[Position annotation records]

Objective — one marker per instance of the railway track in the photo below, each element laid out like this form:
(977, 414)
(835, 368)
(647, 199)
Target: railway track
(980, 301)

What the exercise asks -> Write out the records above, line for line, exactly as they stand.

Task output ->
Objective — one marker per instance of the railway track in the photo below, each element laid out like this form:
(977, 414)
(835, 368)
(647, 199)
Target: railway track
(980, 301)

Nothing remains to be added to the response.